■ Consignes:
1 – Extrayez du texte sur l'élection pontificale le passage situé entre « 1. Le cardinal » et « ibid., fol. 95. », ces deux bornes comprises.
2 – D'après le texte sur l'élection pontificale, les affirmations suivantes sont-elles exactes ? Répondez par oui ou par non à chacune, en citant mot pour mot les termes du texte qui tranchent : (a) Le peuple de Rome accueillit avec joie la nouvelle de l'élection. (b) À leur sortie du conclave, les cardinaux allèrent s'enfermer dans leurs demeures. (c) Le sacré collège avait pour maxime de n'élire que des papes italiens.

■ Texte présenté:
Les cardinaux avaient nommé un barbare[3]. Malgré les tristes souvenirs de la translation du saint-siège à Avignon, qui avaient fait adopter pour maxime au sacré collège de ne jamais élire que des papes italiens, ils venaient de choisir un étranger qui pouvait de nouveau transférer au-delà des Alpes le souverain pontificat. C’était l’objection qu’on avait opposée au cardinal d’York et qu’on oublia pour le cardinal de Tortose. L’élection faite, les membres du conclave, qui mirent, dit Guicciardini, cette extravagance sur le compte du Saint-Esprit[4], en furent consternés. La colère du peuple de Rome éclata à la nouvelle qu’on lui avait donné un transalpin pour pape, et elle les remplit d’épouvante. Un immense cri de désapprobation s’éleva contre eux à leur sortie du conclave. — « Pourquoi, leur disait-on, n’avez-vous pas élu un de vous[5] ! » — Plus morts que vifs[6], ils allèrent s’enfermer dans leurs demeures, qu’ils n’osèrent pas quitter de quelque temps dans la crainte d’être maltraités, ou tout au moins insultés par le peuple[7], irrité d’un

  1. Le cardinal Trivulzio écrivait le 14 janvier à François Ier : « J’espère que de tous ceulx lesquels sont esté plus prochain d’estre pape cestuy cy quest esleu soit le meillieur pour vous. » Mss. Béthune, vol. 8487, fol. 32. — C’est ce qu’écrivait aussi le 9 janvier, à François Ier, Nicolas Raince, en lui disant que, le choix ne pouvant tomber que sur un impérial, le cardinal de Tortose était préférable « pour le bien et moins mal de vous, non-seulement pour ce que l’on dit qu’il soit de bonne vie, mais pour aultant que de six ne de huit mois il ne se peult trouver en lieu où il vous puisse empescher ni luy ni son disciple. » Mss. Béthune, vol. 8500, fol. 86, sqq.
  2. « Et incontinent fut dit habemus papam, ce que voyant les autres cardinaux et que déjà il estoit pape ils accédèrent. » Dépêche de Nicolas Raince. ibid., fol. 95.

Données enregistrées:
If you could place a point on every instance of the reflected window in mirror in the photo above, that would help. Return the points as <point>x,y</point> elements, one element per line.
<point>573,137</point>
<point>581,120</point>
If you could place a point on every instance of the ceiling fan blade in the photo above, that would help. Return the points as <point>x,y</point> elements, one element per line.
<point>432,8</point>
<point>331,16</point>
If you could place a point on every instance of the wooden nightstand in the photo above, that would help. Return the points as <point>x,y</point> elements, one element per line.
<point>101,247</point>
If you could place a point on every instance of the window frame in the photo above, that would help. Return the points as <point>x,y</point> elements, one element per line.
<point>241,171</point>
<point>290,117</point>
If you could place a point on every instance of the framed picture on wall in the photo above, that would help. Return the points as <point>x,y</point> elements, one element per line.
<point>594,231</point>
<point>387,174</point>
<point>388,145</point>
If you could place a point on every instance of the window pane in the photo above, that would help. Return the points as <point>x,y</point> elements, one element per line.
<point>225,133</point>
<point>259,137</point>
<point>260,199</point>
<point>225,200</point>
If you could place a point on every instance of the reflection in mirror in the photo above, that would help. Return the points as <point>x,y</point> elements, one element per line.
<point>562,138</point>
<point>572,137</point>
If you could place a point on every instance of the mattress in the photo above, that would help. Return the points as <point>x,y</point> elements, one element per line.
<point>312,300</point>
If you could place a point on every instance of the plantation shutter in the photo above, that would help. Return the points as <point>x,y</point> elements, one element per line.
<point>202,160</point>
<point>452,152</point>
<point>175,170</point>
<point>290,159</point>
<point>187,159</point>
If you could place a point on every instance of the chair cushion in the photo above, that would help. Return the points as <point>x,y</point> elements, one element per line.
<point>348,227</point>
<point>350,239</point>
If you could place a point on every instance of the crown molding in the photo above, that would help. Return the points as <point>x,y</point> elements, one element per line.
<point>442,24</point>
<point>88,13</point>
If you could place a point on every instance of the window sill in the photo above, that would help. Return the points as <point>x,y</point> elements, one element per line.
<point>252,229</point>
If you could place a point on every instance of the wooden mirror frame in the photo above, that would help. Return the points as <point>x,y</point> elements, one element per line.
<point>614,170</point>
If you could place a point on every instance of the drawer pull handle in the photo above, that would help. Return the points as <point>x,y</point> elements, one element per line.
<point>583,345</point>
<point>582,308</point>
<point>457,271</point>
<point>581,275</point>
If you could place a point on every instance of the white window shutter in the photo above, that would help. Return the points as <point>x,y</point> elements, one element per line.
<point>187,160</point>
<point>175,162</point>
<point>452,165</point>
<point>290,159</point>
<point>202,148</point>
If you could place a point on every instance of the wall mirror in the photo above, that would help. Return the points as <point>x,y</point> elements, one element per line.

■ Corrigés complets:
1 –
1. Le cardinal Trivulzio écrivait le 14 janvier à François Ier : « J’espère que de tous ceulx lesquels sont esté plus prochain d’estre pape cestuy cy quest esleu soit le meillieur pour vous. » Mss. Béthune, vol. 8487, fol. 32. — C’est ce qu’écrivait aussi le 9 janvier, à François Ier, Nicolas Raince, en lui disant que, le choix ne pouvant tomber que sur un impérial, le cardinal de Tortose était préférable « pour le bien et moins mal de vous, non-seulement pour ce que l’on dit qu’il soit de bonne vie, mais pour aultant que de six ne de huit mois il ne se peult trouver en lieu où il vous puisse empescher ni luy ni son disciple. » Mss. Béthune, vol. 8500, fol. 86, sqq.
  2. « Et incontinent fut dit habemus papam, ce que voyant les autres cardinaux et que déjà il estoit pape ils accédèrent. » Dépêche de Nicolas Raince. ibid., fol. 95.

2 –
(a) Non : « La colère du peuple de Rome éclata à la nouvelle qu’on lui avait donné un transalpin pour pape ».
(b) Oui : « ils allèrent s’enfermer dans leurs demeures ».
(c) Oui : « qui avaient fait adopter pour maxime au sacré collège de ne jamais élire que des papes italiens ».